• _RECORDS FOR THE EXERCISE_
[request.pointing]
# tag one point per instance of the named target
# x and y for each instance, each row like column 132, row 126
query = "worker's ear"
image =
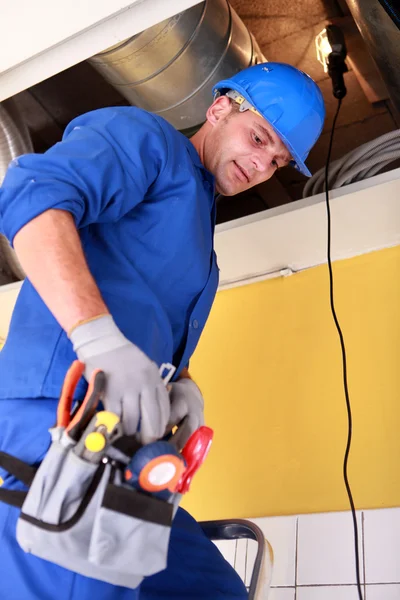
column 219, row 110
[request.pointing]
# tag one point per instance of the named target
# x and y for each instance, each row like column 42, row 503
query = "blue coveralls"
column 144, row 207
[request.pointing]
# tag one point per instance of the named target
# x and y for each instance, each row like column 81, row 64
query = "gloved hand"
column 134, row 388
column 187, row 410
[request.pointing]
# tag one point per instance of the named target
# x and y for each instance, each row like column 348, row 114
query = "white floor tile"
column 383, row 592
column 241, row 558
column 325, row 551
column 382, row 545
column 281, row 534
column 281, row 594
column 227, row 549
column 334, row 592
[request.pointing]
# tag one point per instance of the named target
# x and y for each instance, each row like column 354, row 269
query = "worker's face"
column 242, row 149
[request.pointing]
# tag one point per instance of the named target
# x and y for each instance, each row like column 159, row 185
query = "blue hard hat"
column 288, row 99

• _TASK BRIEF_
Check each line of the data above, and please copy the ones in which the string "like" occurs.

• _FINISHED TASK_
# x and y for each instance, each row like column 132, row 126
# x and y for each instance, each row like column 42, row 503
# x and y for each instance, each row like column 81, row 64
# x and y for each instance, each row like column 348, row 114
# x and y for each instance, each row like column 354, row 269
# x and y for each instance, each row like column 159, row 185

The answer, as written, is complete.